_Consigne_. Rédigez la suite de la discussion de forum sur le chargeur d'iPad défectueux, à partir du dernier message affiché.

# Chargeur 10W défectueux



## djgold (11 Avril 2012)

Bonjour à tous,
je viens d'acheter un nouvel ipad 64Go Wifi, hier après-midi.
Le chargeur étant défectueux, je dois me le faire changer par apple.
Mais en attendant (vu les délais), puis-je charger mon Ipad avec le chargeur de mon iphone, sachant que ce n'est pas le même voltage ni ampérage ? J'ai peur que ça abime la vie de la batterie...

Merci d'avance !
djgold


----------



## nikomimi (11 Avril 2012)

Non tu ne pourras pas le chargeur ne sera pas assez puissant, par contre si tu as un port usb 3 ou un mac tu pourra le recharger avec le cordon. Par contre sa prends + de temps que sur secteur.


----------



## Deleted member 284611 (11 Avril 2012)

Avec un chargeur d'iphone, ça marche avec un iPad 2... Par contre c'est lent...


----------



## Tosay (11 Avril 2012)

Mais le chargeur de l'iPad 3 est différent de l'iPad 2 ?

(Lignes de données)
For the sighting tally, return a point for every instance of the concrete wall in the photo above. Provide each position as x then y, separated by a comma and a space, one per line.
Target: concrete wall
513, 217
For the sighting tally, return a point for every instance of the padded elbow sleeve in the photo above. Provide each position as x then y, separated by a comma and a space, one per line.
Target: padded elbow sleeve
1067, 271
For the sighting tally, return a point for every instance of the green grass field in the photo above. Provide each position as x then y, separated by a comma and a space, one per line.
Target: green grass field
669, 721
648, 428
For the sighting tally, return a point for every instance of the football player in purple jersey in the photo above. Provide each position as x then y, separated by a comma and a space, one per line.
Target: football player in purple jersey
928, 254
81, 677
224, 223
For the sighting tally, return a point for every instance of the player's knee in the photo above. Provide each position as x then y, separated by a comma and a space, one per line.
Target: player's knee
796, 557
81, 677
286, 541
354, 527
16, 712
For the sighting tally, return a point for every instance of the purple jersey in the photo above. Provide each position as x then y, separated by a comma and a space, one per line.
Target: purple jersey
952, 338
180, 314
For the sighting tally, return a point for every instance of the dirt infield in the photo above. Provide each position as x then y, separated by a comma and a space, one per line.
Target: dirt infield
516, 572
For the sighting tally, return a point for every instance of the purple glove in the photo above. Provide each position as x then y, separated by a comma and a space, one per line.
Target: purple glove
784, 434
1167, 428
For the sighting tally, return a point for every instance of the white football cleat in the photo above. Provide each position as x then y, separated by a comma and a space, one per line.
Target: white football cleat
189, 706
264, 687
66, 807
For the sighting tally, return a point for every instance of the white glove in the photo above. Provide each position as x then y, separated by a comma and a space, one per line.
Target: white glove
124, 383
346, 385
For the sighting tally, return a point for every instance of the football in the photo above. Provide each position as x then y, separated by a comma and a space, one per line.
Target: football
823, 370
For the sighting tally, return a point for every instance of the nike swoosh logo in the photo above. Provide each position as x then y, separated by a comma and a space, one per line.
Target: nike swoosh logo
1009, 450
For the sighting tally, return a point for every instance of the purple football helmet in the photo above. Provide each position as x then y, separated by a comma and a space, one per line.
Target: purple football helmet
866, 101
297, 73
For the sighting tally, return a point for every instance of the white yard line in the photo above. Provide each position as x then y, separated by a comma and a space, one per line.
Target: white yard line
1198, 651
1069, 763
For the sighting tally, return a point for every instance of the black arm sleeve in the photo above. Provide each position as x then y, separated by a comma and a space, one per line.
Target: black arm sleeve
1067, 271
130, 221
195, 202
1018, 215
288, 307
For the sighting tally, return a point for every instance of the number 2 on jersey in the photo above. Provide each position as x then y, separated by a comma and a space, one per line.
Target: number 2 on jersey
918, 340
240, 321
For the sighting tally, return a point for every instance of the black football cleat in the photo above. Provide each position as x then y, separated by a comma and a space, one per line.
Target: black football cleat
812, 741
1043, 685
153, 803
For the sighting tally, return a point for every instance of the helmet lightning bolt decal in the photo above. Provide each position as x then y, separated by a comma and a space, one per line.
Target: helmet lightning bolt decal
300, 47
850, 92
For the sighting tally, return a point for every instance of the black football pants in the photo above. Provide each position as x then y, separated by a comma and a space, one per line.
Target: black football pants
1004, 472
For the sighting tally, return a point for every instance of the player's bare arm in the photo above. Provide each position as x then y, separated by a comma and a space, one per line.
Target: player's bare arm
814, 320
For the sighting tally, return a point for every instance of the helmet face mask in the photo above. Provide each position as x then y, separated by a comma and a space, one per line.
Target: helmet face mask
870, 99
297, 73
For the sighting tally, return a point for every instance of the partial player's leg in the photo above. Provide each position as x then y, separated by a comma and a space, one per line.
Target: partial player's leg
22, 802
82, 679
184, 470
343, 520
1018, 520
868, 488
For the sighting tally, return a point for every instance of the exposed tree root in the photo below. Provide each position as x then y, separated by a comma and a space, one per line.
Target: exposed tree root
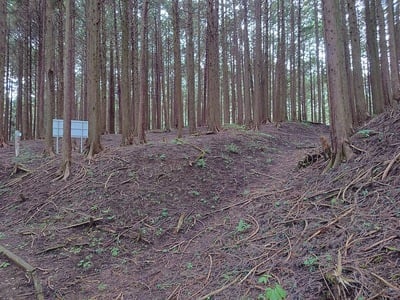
28, 269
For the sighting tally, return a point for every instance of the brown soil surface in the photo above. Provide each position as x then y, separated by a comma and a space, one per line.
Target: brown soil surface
224, 216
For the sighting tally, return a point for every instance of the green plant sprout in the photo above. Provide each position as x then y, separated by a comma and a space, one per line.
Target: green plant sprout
242, 226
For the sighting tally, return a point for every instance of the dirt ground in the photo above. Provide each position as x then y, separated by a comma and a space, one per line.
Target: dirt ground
220, 216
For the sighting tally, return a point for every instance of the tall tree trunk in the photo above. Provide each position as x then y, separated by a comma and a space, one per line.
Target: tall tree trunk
280, 82
394, 66
69, 87
93, 78
3, 51
385, 77
238, 66
373, 56
126, 79
358, 85
144, 76
40, 132
111, 92
246, 69
177, 69
225, 73
340, 126
212, 62
190, 68
49, 77
292, 60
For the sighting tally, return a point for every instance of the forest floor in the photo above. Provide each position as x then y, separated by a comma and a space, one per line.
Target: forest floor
219, 216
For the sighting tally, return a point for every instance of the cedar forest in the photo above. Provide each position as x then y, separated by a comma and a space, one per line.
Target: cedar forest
300, 96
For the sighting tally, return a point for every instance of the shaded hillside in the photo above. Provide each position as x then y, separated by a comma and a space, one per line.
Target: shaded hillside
226, 216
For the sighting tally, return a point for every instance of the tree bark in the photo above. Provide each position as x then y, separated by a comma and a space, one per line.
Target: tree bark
93, 78
178, 105
190, 69
340, 126
212, 62
69, 88
144, 76
49, 77
3, 51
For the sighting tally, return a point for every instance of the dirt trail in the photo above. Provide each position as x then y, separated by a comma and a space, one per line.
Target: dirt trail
200, 217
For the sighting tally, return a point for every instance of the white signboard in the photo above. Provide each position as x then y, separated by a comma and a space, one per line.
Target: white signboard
79, 129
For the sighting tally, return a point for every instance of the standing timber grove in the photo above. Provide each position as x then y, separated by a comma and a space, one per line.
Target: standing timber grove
234, 149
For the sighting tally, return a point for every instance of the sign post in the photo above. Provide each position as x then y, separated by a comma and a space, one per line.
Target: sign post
79, 129
18, 135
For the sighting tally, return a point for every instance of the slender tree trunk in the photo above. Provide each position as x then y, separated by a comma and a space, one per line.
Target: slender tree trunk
373, 57
177, 69
126, 79
394, 66
385, 77
69, 88
246, 69
358, 85
93, 78
190, 69
213, 90
225, 73
49, 77
40, 132
238, 66
3, 51
144, 75
111, 92
340, 126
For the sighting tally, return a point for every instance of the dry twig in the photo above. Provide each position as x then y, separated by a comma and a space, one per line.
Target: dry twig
27, 267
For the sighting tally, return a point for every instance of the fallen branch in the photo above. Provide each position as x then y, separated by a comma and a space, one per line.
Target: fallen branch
28, 268
330, 224
220, 289
89, 222
392, 162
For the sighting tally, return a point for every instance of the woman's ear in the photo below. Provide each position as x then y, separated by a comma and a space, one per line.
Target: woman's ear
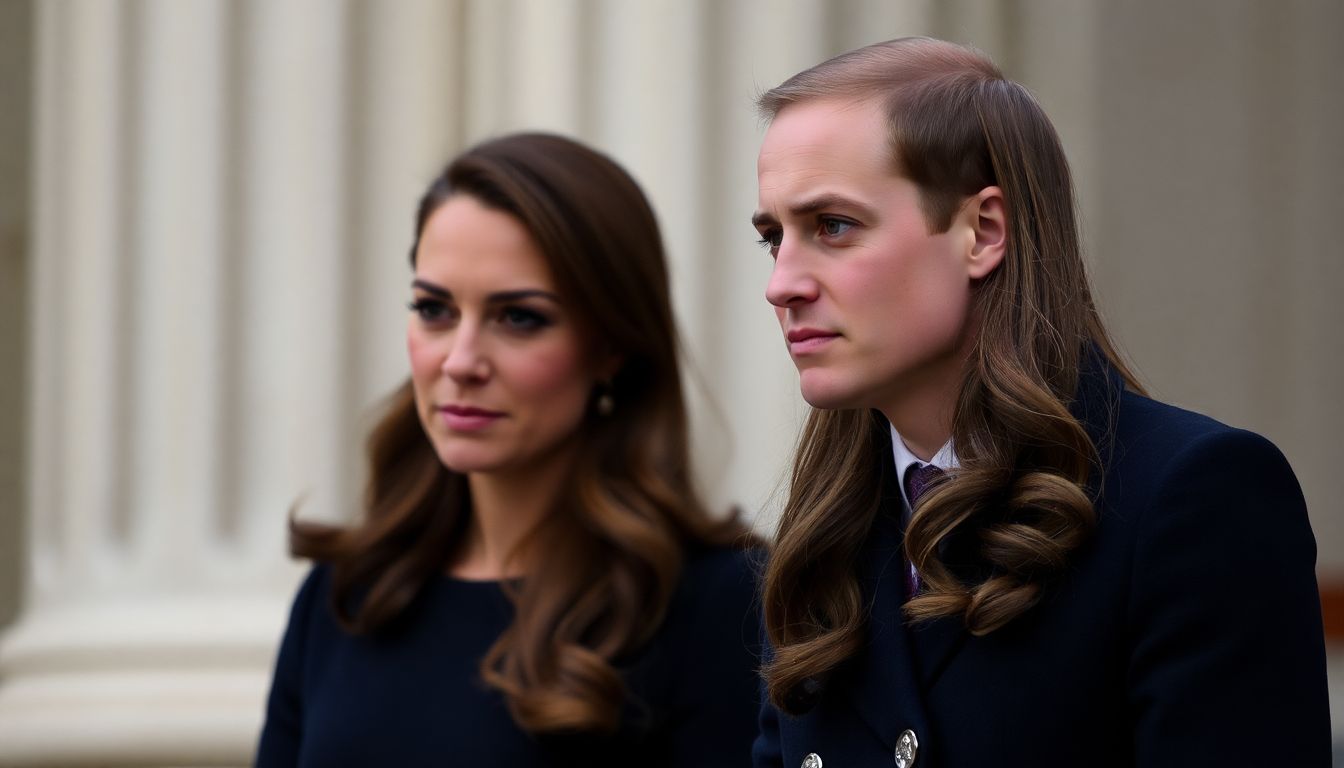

_Résultat de l'exercice_.
----------



## djgold (13 Avril 2012)

Merci de vos réponses,J'ai appelé Apple qui m'a dit qu'il n'y avait aucun problème à charger l'ipad 3 avec le chargeur de l'iPhone. Il n'y a que le temps de charge qui double, mais il n'y a pas d'incompatibilité pouvant endommager l'appareil ou la batterie. J'ai donc chargé en 5w et c'est vrai que ça a pris 12h!
Par contre, chapeau à Apple et UPS pour la rapidité de l'envoi de mon nouveau chargeur 10w: le lendemain de mon appel à la même heure, le même livreur qui m'avait livré la veille est venu me l'apporter!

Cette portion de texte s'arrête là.